RECORDS FOR THIS EXERCISE:
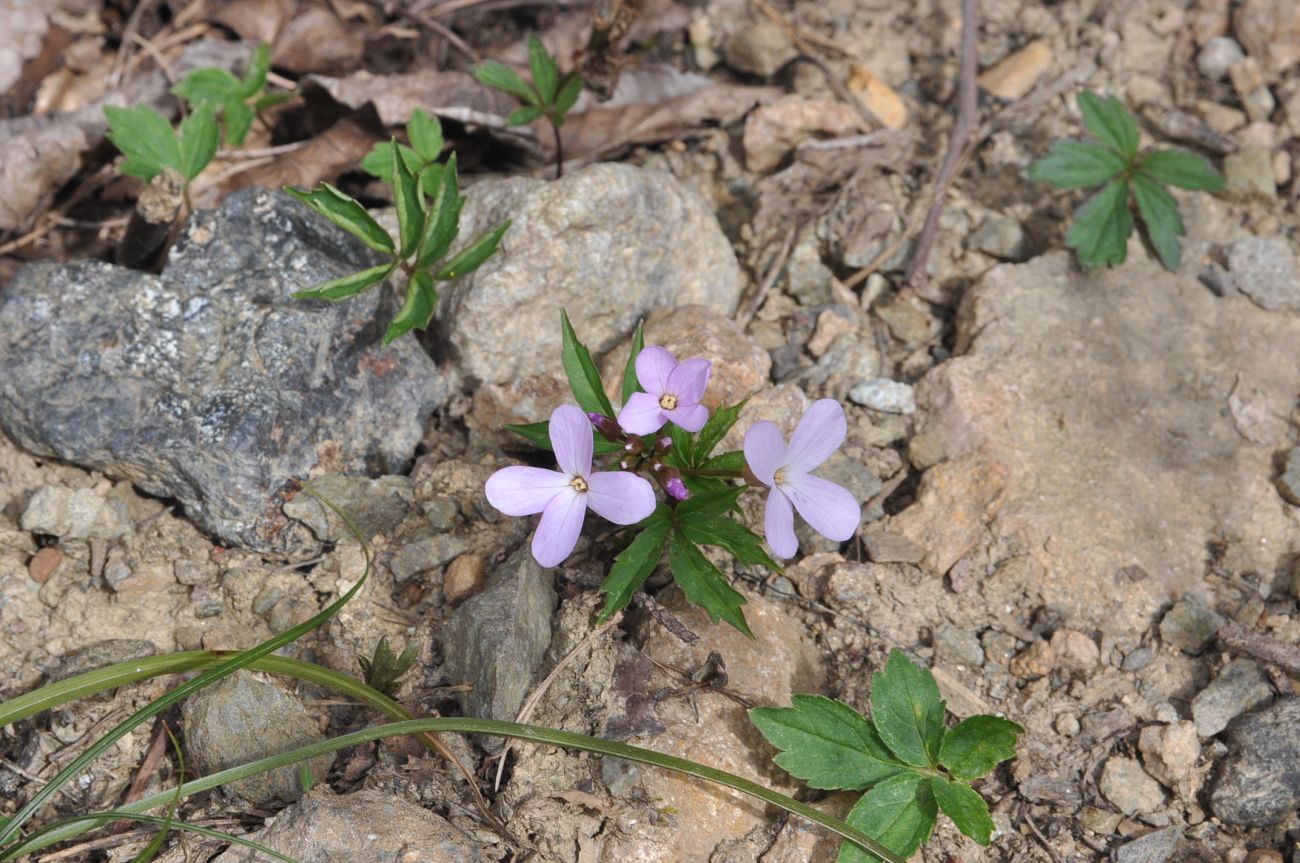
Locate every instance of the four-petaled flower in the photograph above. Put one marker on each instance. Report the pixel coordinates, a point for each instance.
(831, 510)
(672, 393)
(564, 495)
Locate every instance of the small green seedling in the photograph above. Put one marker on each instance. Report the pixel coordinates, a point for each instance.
(547, 96)
(909, 764)
(235, 100)
(428, 221)
(1103, 224)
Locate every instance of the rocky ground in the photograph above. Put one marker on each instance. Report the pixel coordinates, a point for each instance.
(1080, 491)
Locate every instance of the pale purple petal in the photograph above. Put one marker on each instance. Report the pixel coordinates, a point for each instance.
(571, 438)
(641, 415)
(689, 380)
(524, 491)
(557, 532)
(818, 434)
(620, 497)
(828, 508)
(779, 525)
(765, 450)
(690, 417)
(654, 365)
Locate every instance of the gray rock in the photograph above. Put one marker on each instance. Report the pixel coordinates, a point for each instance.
(885, 395)
(1288, 481)
(1153, 848)
(1260, 781)
(1239, 688)
(607, 243)
(209, 384)
(243, 718)
(1217, 57)
(495, 640)
(367, 827)
(1264, 268)
(1190, 625)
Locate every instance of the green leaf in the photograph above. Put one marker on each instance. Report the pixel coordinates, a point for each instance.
(1182, 169)
(502, 77)
(965, 806)
(255, 77)
(908, 710)
(583, 374)
(146, 139)
(826, 744)
(1109, 122)
(715, 429)
(729, 534)
(568, 94)
(898, 812)
(468, 259)
(406, 202)
(635, 563)
(703, 584)
(1160, 215)
(425, 134)
(1101, 226)
(629, 371)
(523, 116)
(1077, 164)
(542, 64)
(345, 212)
(415, 313)
(198, 141)
(345, 286)
(978, 744)
(443, 221)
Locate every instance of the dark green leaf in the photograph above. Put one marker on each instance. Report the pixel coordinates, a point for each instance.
(826, 744)
(703, 584)
(715, 429)
(635, 563)
(502, 77)
(146, 139)
(1160, 215)
(568, 94)
(198, 141)
(415, 313)
(468, 259)
(523, 116)
(542, 66)
(583, 374)
(346, 213)
(406, 202)
(898, 812)
(345, 286)
(425, 134)
(1109, 122)
(255, 78)
(1077, 164)
(908, 710)
(443, 221)
(629, 371)
(967, 809)
(729, 534)
(978, 744)
(1181, 168)
(1101, 226)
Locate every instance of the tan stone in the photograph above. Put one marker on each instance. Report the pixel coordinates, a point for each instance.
(1017, 73)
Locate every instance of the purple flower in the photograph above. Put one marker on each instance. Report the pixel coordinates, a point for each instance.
(564, 495)
(831, 510)
(672, 393)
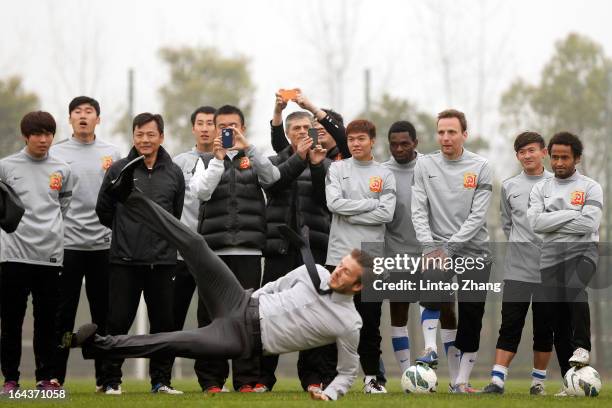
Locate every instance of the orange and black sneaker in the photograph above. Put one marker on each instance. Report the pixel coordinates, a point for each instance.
(246, 388)
(261, 388)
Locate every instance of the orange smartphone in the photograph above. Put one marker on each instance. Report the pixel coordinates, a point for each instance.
(288, 94)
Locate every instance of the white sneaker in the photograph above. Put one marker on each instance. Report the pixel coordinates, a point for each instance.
(166, 389)
(580, 358)
(373, 387)
(113, 390)
(314, 388)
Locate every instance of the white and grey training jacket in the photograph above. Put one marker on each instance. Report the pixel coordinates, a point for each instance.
(566, 213)
(45, 188)
(450, 200)
(522, 261)
(88, 162)
(361, 197)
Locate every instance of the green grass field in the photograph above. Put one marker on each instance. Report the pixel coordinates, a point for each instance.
(136, 394)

EXERCISE DETAILS: Rewrite all the entries above as a JSON list of strings, with one string per line and no blank lines. Leave out the pictures.

THE COMPLETED TASK:
[
  "Locate every instance of the four-petaled flower in the photograph above. Put one marker on each instance. Report the pixel coordinates, a point for each instance.",
  "(831, 510)",
  "(672, 393)",
  "(564, 495)",
  "Locate every instance of the small green seedling in the photograph above. Put one marker on each instance. Report the pixel coordinates, a point for each instance.",
  "(547, 96)",
  "(909, 764)",
  "(235, 100)",
  "(428, 221)",
  "(1103, 224)",
  "Locate every instance of the rocky ground in the photograph above. Put one marker on each instance. Report the pixel coordinates, a point for each instance.",
  "(1080, 491)",
  "Locate every instance of the pale purple petal in the photograph above. Put one marker on each instance. Report the pixel coordinates, a point for each instance.",
  "(571, 438)",
  "(641, 415)",
  "(689, 380)",
  "(524, 491)",
  "(557, 532)",
  "(818, 434)",
  "(620, 497)",
  "(828, 508)",
  "(779, 525)",
  "(765, 450)",
  "(690, 417)",
  "(654, 365)",
  "Locate every instance of the gray rock in the photograph above. Put one marker on each instance. Report the pixel coordinates, a point for each instance.",
  "(885, 395)",
  "(1288, 481)",
  "(1153, 848)",
  "(1260, 781)",
  "(1239, 688)",
  "(607, 243)",
  "(209, 384)",
  "(243, 718)",
  "(1217, 57)",
  "(495, 640)",
  "(367, 827)",
  "(1264, 268)",
  "(1190, 625)",
  "Locate every instance of the green leaf in the photograph above. Put one marker on each instance. Report the pixel coordinates, a point for each instance.",
  "(1182, 169)",
  "(502, 77)",
  "(965, 806)",
  "(255, 77)",
  "(908, 710)",
  "(583, 374)",
  "(146, 139)",
  "(826, 744)",
  "(1109, 122)",
  "(715, 429)",
  "(729, 534)",
  "(568, 94)",
  "(898, 812)",
  "(468, 259)",
  "(406, 202)",
  "(635, 563)",
  "(703, 584)",
  "(1160, 215)",
  "(425, 134)",
  "(1101, 226)",
  "(629, 371)",
  "(523, 116)",
  "(1077, 164)",
  "(542, 64)",
  "(345, 212)",
  "(415, 313)",
  "(198, 141)",
  "(345, 286)",
  "(978, 744)",
  "(443, 221)",
  "Locate every instance of the dark green leaf in the photograph above. Put one marker on each instance. Report the pixel coordinates, a point for each instance.",
  "(826, 744)",
  "(703, 584)",
  "(715, 429)",
  "(635, 563)",
  "(502, 77)",
  "(146, 139)",
  "(1160, 215)",
  "(568, 94)",
  "(198, 141)",
  "(415, 313)",
  "(468, 259)",
  "(523, 116)",
  "(542, 66)",
  "(583, 374)",
  "(346, 213)",
  "(406, 202)",
  "(898, 812)",
  "(345, 286)",
  "(425, 134)",
  "(1109, 122)",
  "(255, 78)",
  "(1077, 164)",
  "(908, 710)",
  "(443, 221)",
  "(629, 371)",
  "(967, 809)",
  "(729, 534)",
  "(978, 744)",
  "(1181, 168)",
  "(1101, 226)",
  "Locate every instance of the tan stone in the photograph above. Put one marker on each instance. Report the pixel coordinates, a point for each instance.",
  "(1017, 73)",
  "Locate every instance of the purple flower in the photograph above. Put one marker on each instance. Report the pixel coordinates, a point for each instance.",
  "(564, 495)",
  "(831, 510)",
  "(672, 393)",
  "Locate every instance of the orange and black sneaker in the photograph above. Put one marker on each instance. Report the pixel coordinates, a point for each instance.",
  "(246, 388)",
  "(261, 388)",
  "Locate every instance of the orange smartphone in the photograph above. Put one marker on each instance. Report the pixel coordinates, a point for each instance.",
  "(288, 94)",
  "Locate every instance of the white sneaker in the photograph above. Put one marker on each instance. Report the pixel coordinates, a point for each instance.",
  "(166, 389)",
  "(580, 358)",
  "(373, 387)",
  "(113, 390)",
  "(314, 388)",
  "Locate every instance of the white and grey training jacket in the photograph above. Put one marker on each instance. Report the pixel coordinates, a point for each instance.",
  "(566, 213)",
  "(45, 188)",
  "(450, 200)",
  "(522, 261)",
  "(88, 162)",
  "(361, 197)",
  "Locate every instance of the green grass field in the photograph above. Put one marker on each instance. Report the pixel coordinates, a point for each instance.",
  "(136, 394)"
]